## Goal of the exercise
Copy the listing below word for word, from its first line up to and including the line that contains "[393,7,402,130]". Leave the pictures out of your copy.
====== Record extracts
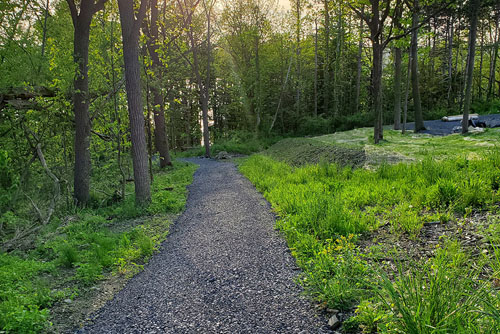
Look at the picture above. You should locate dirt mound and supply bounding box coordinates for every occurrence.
[263,138,366,167]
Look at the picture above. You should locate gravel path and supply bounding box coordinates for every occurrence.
[77,158,330,334]
[407,114,500,136]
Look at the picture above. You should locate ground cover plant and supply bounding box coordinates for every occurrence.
[316,127,500,164]
[240,139,500,333]
[0,162,196,333]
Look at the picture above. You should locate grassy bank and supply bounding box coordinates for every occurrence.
[313,128,500,163]
[0,163,196,333]
[240,143,500,333]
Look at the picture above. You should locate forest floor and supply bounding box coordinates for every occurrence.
[239,126,500,333]
[78,158,330,334]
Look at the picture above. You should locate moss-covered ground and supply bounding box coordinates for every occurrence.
[240,129,500,334]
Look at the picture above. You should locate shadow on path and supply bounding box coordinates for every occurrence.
[77,158,329,334]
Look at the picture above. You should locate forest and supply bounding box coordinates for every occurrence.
[0,0,500,333]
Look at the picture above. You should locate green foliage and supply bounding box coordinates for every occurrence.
[370,242,500,334]
[0,253,56,333]
[175,131,281,157]
[0,162,197,333]
[240,148,500,316]
[0,150,18,213]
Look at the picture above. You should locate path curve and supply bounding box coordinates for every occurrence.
[77,158,329,334]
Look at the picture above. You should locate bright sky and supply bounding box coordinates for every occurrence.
[278,0,290,9]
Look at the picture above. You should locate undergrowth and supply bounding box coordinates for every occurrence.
[0,163,196,333]
[240,151,500,333]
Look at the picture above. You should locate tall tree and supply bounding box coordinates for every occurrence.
[118,0,151,205]
[487,5,500,100]
[410,0,425,132]
[354,7,365,113]
[349,0,392,144]
[462,0,481,133]
[323,0,330,115]
[145,0,172,168]
[66,0,107,206]
[178,0,211,158]
[393,7,402,130]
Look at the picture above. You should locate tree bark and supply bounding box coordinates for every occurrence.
[187,5,210,158]
[314,18,318,117]
[462,0,481,133]
[448,16,454,108]
[147,0,172,168]
[323,0,330,116]
[411,0,425,132]
[488,12,500,100]
[354,8,364,113]
[118,0,151,205]
[67,0,106,206]
[394,47,402,130]
[295,0,301,116]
============
## Response to the task
Look at the picture above. You should locate dirt mound and supply bounding box coordinates for every occurrence.
[263,138,366,167]
Look at the picture above. You should locate gravel path and supply bounding box coordinates for every occurrence.
[77,158,330,334]
[407,114,500,136]
Look at the picture above. You should locate ground cover plant and supply bounding box coordinates for every occurrence.
[316,127,500,164]
[240,139,500,333]
[0,162,196,333]
Look at the picture above. You should locate grassy bank and supply bounding box coordinates for every occurrence.
[313,128,500,163]
[0,163,196,333]
[240,143,500,333]
Look at the picture above. You should locate forest floor and supply bounding box coordinates for every occurrence.
[239,126,500,333]
[78,158,330,334]
Look at the picture above. You should locate moss-covered ground and supply bounding box coordinates for every occurrence.
[240,129,500,334]
Look at the picture above. You should locate shadow on path and supply bounding box coordinates for every occurrence.
[77,158,329,334]
Look at the picture above. You should locate forest and supply bounding box coordinates for every occurrence.
[0,0,500,333]
Look at the picture above. You should locate green foliage and supply bounding box coordinates for every occurrence.
[370,242,500,334]
[0,253,56,333]
[175,131,281,157]
[0,162,197,333]
[240,148,500,316]
[0,150,18,213]
Look at the picture above. You should locate path curve and supply bounding box coordinates for every occurrence.
[77,158,329,334]
Look at the picture above. You should locate bright sky and supply bounding box coordinates for every occurrence.
[278,0,290,9]
Look at the picture above. You should locate undergrowth and supply bounding box coordinates for every occurrence.
[0,163,196,333]
[240,151,500,333]
Look at the picture above. You should locate tall tree and supply bounding box coordinates for every occurrence.
[118,0,151,205]
[487,5,500,100]
[410,0,425,132]
[354,7,365,113]
[349,0,392,144]
[462,0,481,133]
[323,0,330,115]
[145,0,172,168]
[66,0,107,206]
[178,0,211,158]
[393,7,402,130]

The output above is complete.